--- Data supplied Enclosed Below ---
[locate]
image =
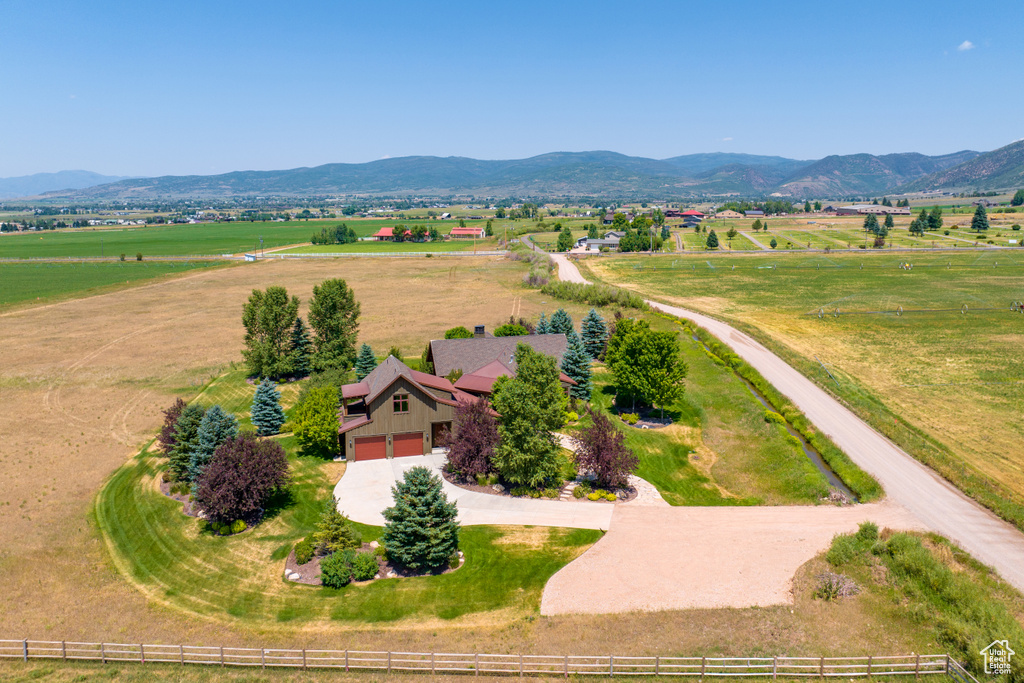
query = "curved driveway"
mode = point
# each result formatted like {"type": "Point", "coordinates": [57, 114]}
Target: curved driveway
{"type": "Point", "coordinates": [934, 502]}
--- End of Enclosed Data supplied ---
### Task to complete
Reproduce all of the material exactly, apart from the pictures.

### Solution to the problem
[locate]
image =
query = "curved driveway"
mode = point
# each result formatted like {"type": "Point", "coordinates": [57, 114]}
Target: curved driveway
{"type": "Point", "coordinates": [934, 502]}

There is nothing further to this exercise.